### PROBLEM REQUIREMENTS
Continue the mailing-list post about compiling mixed Clojure and Java files in repeated passes, starting right after its last sentence.

### PAGE
2010-08-29 Thread Robert McIntyre
I don't think two pases is enough.

What if a clojure file uses reflection (with macros of course) on a
compiled java file to generate classes, sort of like how lancet works
but generating classes instead of functions?

And then those classes are used from other clojure and java files.

Oh, and then another clojure file does the same reflection based junk
to make more classes, from the classes that were generated from the
first clojure file. These classes are, of course, used by other java
and clojure files.

In this case the only way I can think to compile everything (and sadly
I'm doing something like this on my current project in lieu of a
better way) is to:

try to compile all the java files first  (fail at some),
try to compile all the clojure files (fail at some),
try to compile all the java files (fail at some, but a little bit less
than the first time),

repeat until bytecode-level quiescence.

### INFORMATION GIVEN
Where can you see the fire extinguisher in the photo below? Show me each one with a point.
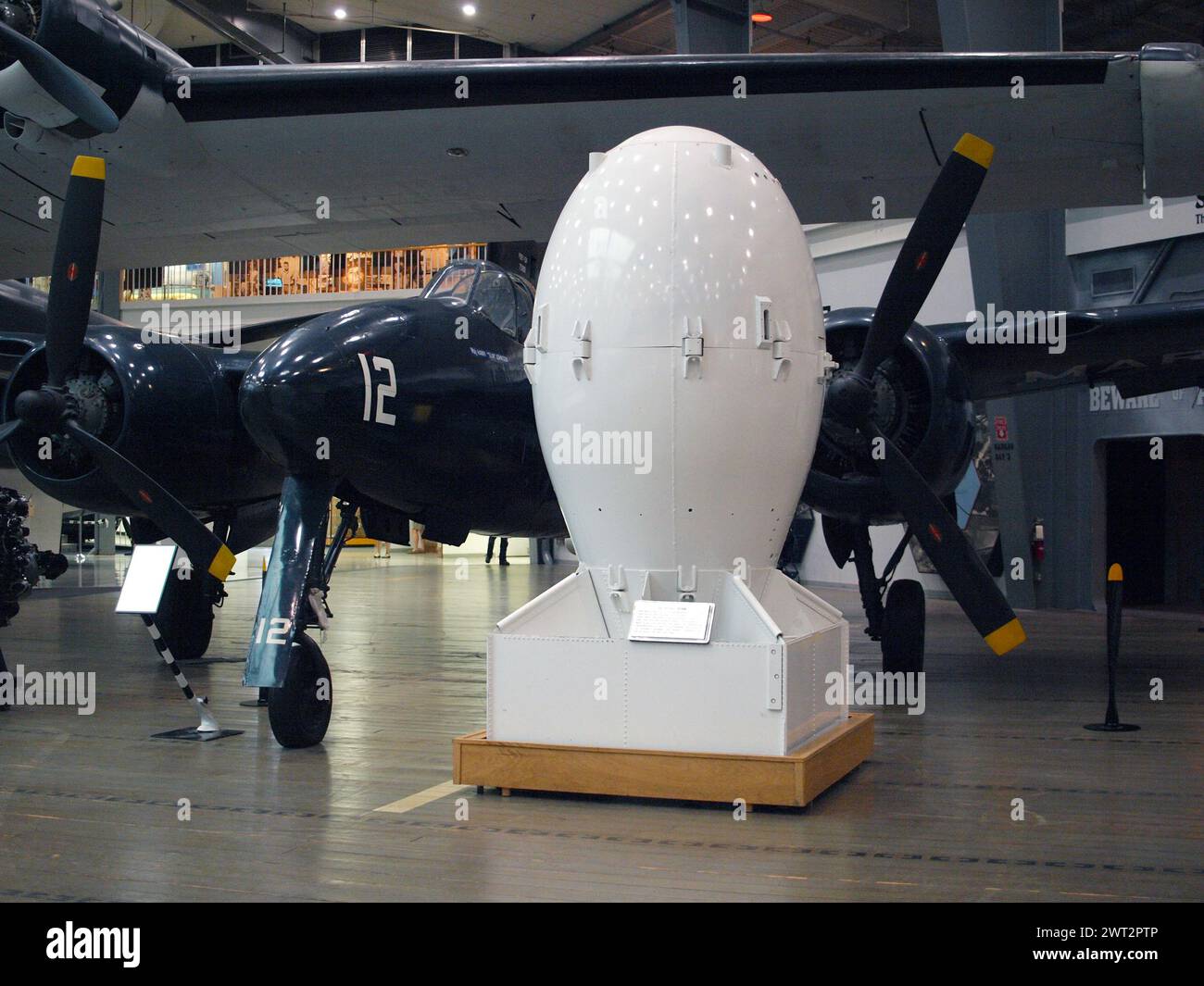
(1036, 545)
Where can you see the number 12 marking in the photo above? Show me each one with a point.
(383, 389)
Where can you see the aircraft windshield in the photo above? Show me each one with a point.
(502, 297)
(454, 281)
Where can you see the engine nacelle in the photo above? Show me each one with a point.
(922, 406)
(91, 37)
(168, 407)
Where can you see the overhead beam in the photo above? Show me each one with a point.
(230, 31)
(891, 15)
(637, 19)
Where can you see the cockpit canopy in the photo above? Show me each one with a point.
(501, 296)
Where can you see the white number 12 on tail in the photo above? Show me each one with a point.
(383, 389)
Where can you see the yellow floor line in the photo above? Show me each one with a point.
(422, 797)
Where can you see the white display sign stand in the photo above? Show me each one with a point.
(671, 622)
(145, 580)
(586, 665)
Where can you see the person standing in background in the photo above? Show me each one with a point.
(501, 554)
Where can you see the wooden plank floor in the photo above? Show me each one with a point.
(88, 805)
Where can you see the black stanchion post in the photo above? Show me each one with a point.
(1111, 722)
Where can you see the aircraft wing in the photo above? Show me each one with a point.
(240, 160)
(1138, 348)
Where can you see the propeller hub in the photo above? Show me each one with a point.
(43, 409)
(850, 397)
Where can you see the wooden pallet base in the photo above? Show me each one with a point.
(790, 780)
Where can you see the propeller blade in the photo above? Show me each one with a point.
(203, 547)
(8, 429)
(282, 613)
(63, 84)
(950, 550)
(75, 268)
(926, 248)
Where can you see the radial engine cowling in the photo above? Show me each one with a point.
(922, 406)
(168, 407)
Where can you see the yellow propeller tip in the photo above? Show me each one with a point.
(221, 565)
(975, 148)
(1010, 634)
(88, 168)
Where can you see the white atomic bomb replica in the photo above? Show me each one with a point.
(678, 368)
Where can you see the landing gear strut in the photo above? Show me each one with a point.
(300, 710)
(185, 613)
(899, 622)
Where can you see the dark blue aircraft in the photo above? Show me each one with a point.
(420, 409)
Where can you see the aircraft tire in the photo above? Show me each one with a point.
(299, 714)
(185, 618)
(903, 628)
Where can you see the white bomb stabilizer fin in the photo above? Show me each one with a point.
(678, 368)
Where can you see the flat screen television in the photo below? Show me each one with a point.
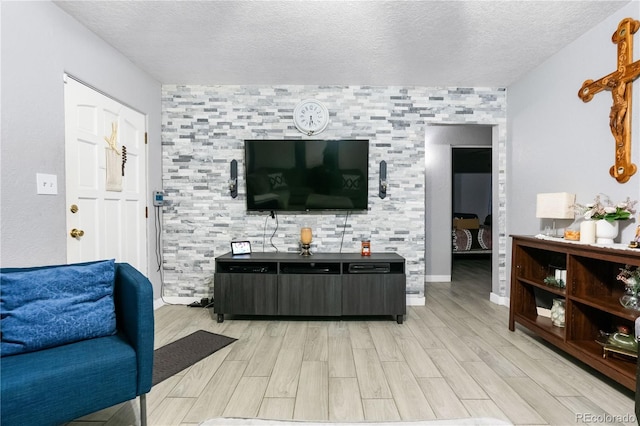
(306, 175)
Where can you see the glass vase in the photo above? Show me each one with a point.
(557, 312)
(630, 299)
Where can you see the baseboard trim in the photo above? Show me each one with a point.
(412, 300)
(416, 300)
(499, 300)
(437, 278)
(174, 300)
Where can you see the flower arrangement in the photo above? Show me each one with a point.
(603, 208)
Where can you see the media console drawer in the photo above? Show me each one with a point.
(324, 284)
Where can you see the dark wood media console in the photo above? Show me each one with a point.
(324, 284)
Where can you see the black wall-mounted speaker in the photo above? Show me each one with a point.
(383, 179)
(233, 181)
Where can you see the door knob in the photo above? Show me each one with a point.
(76, 233)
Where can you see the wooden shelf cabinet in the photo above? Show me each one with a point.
(324, 284)
(591, 298)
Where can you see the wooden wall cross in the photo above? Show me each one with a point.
(619, 83)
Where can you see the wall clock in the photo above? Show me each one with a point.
(310, 116)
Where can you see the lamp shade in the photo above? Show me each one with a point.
(555, 205)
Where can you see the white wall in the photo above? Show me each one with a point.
(40, 43)
(557, 143)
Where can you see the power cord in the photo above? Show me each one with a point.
(344, 229)
(158, 226)
(273, 215)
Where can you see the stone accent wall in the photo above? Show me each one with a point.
(204, 128)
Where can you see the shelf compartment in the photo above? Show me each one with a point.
(610, 305)
(595, 278)
(587, 321)
(320, 268)
(241, 267)
(623, 370)
(534, 264)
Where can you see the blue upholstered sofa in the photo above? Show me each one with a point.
(57, 384)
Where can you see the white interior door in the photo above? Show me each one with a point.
(109, 224)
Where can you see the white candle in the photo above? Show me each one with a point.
(306, 236)
(588, 232)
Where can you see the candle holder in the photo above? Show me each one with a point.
(305, 249)
(306, 236)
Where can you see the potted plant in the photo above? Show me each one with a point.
(607, 214)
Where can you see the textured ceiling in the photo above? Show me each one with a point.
(426, 43)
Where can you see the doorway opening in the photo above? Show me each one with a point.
(471, 177)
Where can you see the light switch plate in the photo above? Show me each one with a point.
(47, 184)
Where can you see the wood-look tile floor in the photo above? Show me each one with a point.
(453, 358)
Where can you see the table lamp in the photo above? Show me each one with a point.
(556, 205)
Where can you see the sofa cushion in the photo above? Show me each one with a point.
(56, 385)
(53, 305)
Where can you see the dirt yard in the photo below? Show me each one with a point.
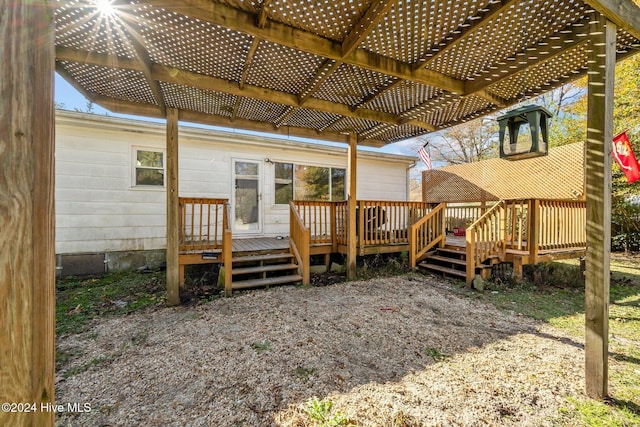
(402, 351)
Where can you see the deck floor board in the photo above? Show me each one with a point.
(260, 244)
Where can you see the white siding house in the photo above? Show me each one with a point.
(110, 194)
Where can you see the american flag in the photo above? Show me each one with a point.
(424, 155)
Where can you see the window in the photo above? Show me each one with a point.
(301, 182)
(149, 168)
(284, 183)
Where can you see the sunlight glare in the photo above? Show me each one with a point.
(105, 7)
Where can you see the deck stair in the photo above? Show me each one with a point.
(263, 270)
(451, 261)
(447, 261)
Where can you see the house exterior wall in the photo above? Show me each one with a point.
(100, 210)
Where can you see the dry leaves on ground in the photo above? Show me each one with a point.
(403, 351)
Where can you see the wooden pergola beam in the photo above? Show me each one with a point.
(465, 30)
(555, 45)
(187, 78)
(284, 35)
(137, 42)
(598, 182)
(624, 13)
(200, 81)
(352, 173)
(173, 209)
(322, 74)
(248, 60)
(27, 216)
(366, 24)
(261, 20)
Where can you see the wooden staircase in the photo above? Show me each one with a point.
(451, 261)
(263, 270)
(447, 261)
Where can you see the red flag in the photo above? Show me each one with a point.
(623, 153)
(424, 155)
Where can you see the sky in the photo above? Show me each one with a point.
(68, 98)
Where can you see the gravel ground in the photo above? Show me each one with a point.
(401, 351)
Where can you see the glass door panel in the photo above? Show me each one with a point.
(246, 204)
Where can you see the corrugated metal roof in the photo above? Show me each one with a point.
(559, 175)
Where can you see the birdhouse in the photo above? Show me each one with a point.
(524, 132)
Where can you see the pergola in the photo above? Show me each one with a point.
(367, 72)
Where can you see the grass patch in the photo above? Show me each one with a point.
(321, 415)
(81, 300)
(555, 294)
(382, 265)
(261, 346)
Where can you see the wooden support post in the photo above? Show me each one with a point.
(173, 209)
(351, 202)
(533, 230)
(598, 176)
(27, 217)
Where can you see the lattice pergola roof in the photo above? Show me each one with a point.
(384, 69)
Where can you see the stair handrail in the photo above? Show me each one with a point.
(485, 238)
(427, 232)
(300, 243)
(227, 250)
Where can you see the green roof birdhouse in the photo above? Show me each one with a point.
(524, 132)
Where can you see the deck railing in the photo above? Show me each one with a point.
(461, 216)
(319, 218)
(202, 223)
(516, 226)
(386, 223)
(378, 223)
(526, 226)
(562, 224)
(485, 238)
(426, 233)
(227, 251)
(300, 242)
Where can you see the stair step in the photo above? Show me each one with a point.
(452, 251)
(263, 268)
(447, 259)
(254, 283)
(446, 270)
(266, 257)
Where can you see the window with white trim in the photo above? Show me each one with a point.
(303, 182)
(149, 168)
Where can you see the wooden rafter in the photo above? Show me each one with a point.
(366, 24)
(323, 73)
(137, 42)
(200, 81)
(432, 104)
(285, 116)
(248, 60)
(261, 21)
(69, 78)
(465, 30)
(556, 44)
(624, 13)
(359, 32)
(228, 17)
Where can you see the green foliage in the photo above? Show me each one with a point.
(81, 300)
(554, 295)
(436, 354)
(261, 346)
(319, 411)
(625, 225)
(382, 265)
(305, 373)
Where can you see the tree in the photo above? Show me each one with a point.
(465, 143)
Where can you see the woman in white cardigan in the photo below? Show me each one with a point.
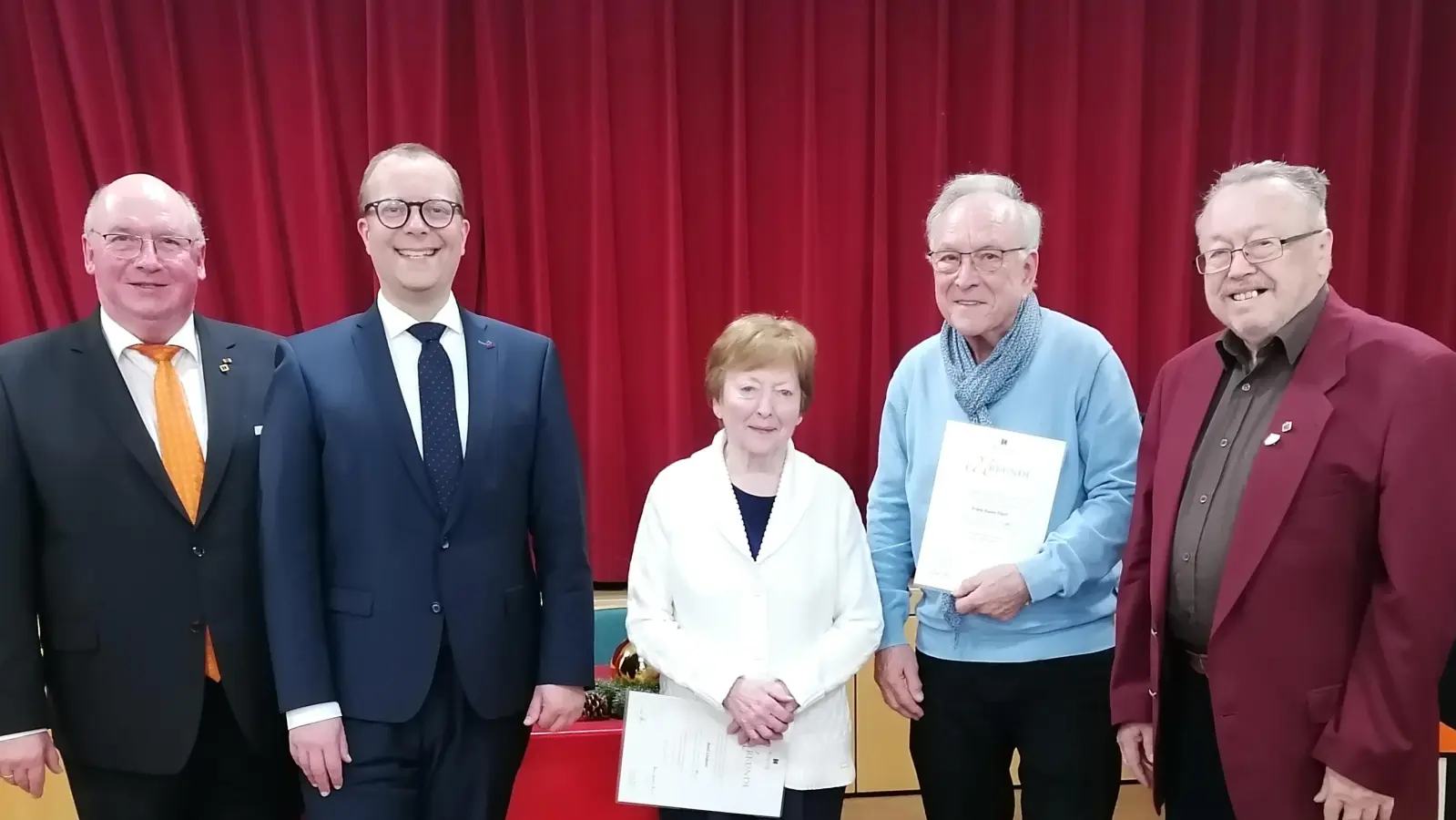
(750, 584)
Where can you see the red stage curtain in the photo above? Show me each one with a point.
(641, 170)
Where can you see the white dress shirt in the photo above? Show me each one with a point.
(403, 350)
(140, 374)
(807, 612)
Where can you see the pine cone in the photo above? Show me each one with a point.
(598, 707)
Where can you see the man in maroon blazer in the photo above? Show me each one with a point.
(1288, 588)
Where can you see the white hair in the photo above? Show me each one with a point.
(1308, 181)
(967, 184)
(95, 207)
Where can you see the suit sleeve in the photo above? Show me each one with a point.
(1132, 686)
(22, 683)
(291, 523)
(858, 625)
(558, 523)
(1390, 696)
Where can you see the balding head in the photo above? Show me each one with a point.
(143, 245)
(121, 200)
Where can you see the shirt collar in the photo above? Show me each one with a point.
(1293, 337)
(398, 323)
(119, 338)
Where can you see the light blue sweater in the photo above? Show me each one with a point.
(1074, 389)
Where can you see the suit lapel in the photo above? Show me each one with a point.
(481, 354)
(223, 406)
(1186, 413)
(108, 394)
(379, 372)
(1280, 464)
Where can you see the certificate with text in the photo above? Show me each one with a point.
(677, 753)
(991, 503)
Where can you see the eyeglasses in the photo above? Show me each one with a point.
(986, 260)
(128, 245)
(395, 213)
(1263, 250)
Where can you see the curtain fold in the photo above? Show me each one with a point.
(638, 172)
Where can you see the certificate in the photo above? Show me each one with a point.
(678, 753)
(991, 503)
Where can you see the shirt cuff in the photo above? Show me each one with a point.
(315, 714)
(19, 734)
(1040, 576)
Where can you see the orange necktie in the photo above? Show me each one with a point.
(181, 452)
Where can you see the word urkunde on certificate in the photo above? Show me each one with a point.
(991, 503)
(677, 753)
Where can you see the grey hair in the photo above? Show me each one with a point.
(410, 150)
(1309, 181)
(94, 210)
(967, 184)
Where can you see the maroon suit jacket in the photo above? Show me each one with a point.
(1339, 600)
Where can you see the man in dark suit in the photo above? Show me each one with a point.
(424, 530)
(1286, 610)
(128, 525)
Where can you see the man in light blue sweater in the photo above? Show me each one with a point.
(1021, 656)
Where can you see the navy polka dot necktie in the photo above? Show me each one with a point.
(439, 424)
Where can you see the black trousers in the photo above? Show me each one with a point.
(1054, 712)
(444, 764)
(225, 780)
(811, 805)
(1190, 771)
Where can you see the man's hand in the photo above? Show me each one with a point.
(760, 710)
(555, 707)
(899, 678)
(24, 762)
(1136, 743)
(321, 752)
(779, 692)
(999, 593)
(1347, 800)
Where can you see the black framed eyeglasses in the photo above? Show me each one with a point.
(395, 213)
(1257, 251)
(984, 260)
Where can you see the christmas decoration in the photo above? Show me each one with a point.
(629, 664)
(631, 673)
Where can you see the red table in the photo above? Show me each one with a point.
(573, 775)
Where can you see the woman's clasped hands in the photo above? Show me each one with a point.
(760, 711)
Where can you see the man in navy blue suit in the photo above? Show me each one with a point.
(425, 576)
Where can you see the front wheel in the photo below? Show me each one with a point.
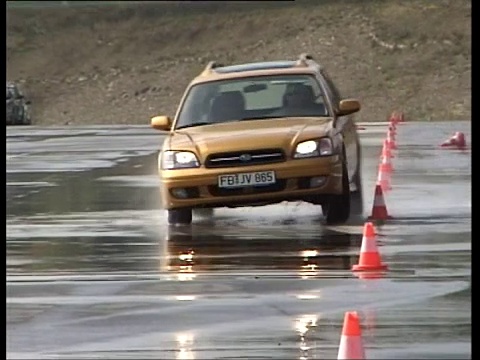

### RIGHT ANSWER
The clojure compiler and java compiler will at most have to be invoked
something like n times where n is the total number of source files in
the project in certain pathological conditions as above.  However, no
matter what crazy stuff they're doing, as long as there no circular
dependencies I think I can prove that this process will always make
progress and converge to a steady state. I can make a concrete example
of this condition if anyone's interested (at least I think I can!)

As wasteful as it sounds is it really that bad? If the compilers only
tried files that weren't already compiled and had minimal startup time
then this sort of oscillation can be continued until quiescence is
reached and will only take around the same time as single pass over
all files.

I've screwed around with this a lot and think that it would be a
triumph if clojure and java could be intermixed freely.  Then, there
are no barriers to rewriting just one piece of a tightly
interconnected java program in clojure for greater clarity/efficiency.
You can just replace one java file with one clojure file, and use a
java-clojure aware compiler instead of pure javac. I dream of the day
where you could do this in a streamlined way in eclipse, so that
everyone else on the project can focus on the concepts behind the
program, not trivial minutiae like compile order.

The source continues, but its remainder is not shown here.